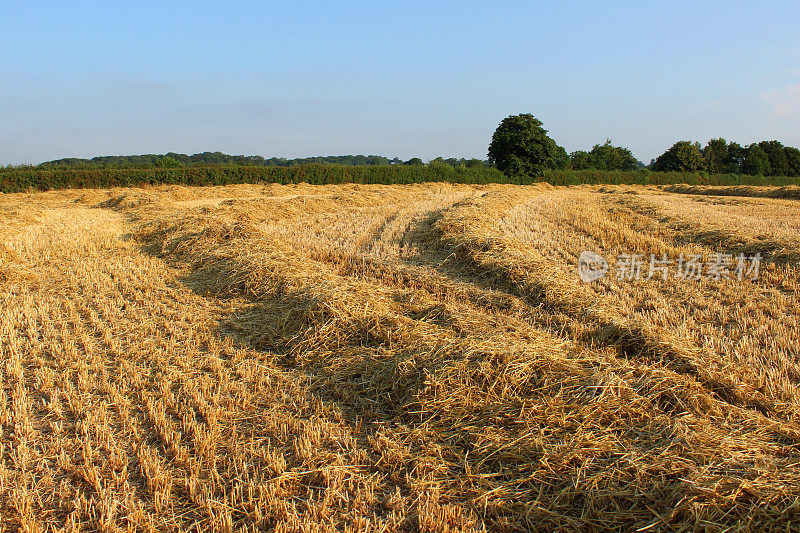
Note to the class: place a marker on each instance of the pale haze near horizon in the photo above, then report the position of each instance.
==
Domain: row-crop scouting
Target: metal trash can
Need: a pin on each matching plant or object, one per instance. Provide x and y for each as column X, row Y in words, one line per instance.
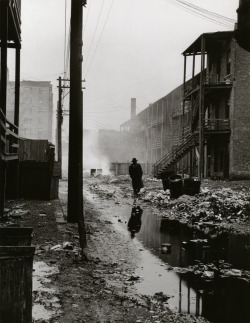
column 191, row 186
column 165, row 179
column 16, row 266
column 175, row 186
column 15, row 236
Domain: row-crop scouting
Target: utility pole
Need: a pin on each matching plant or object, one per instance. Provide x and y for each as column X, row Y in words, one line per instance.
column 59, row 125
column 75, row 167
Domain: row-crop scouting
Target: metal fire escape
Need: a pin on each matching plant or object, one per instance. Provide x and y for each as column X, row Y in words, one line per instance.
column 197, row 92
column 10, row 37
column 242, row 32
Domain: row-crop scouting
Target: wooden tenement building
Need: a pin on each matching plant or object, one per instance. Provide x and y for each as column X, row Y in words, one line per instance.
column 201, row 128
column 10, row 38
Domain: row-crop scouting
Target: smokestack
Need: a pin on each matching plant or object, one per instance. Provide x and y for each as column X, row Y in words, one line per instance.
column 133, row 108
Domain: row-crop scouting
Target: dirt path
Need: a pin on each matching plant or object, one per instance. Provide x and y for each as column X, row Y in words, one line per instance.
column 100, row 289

ACTIVITY -
Report, from the entries above, each line where "metal" is found.

SOLUTION -
Target: metal trash can
Target: metal fire escape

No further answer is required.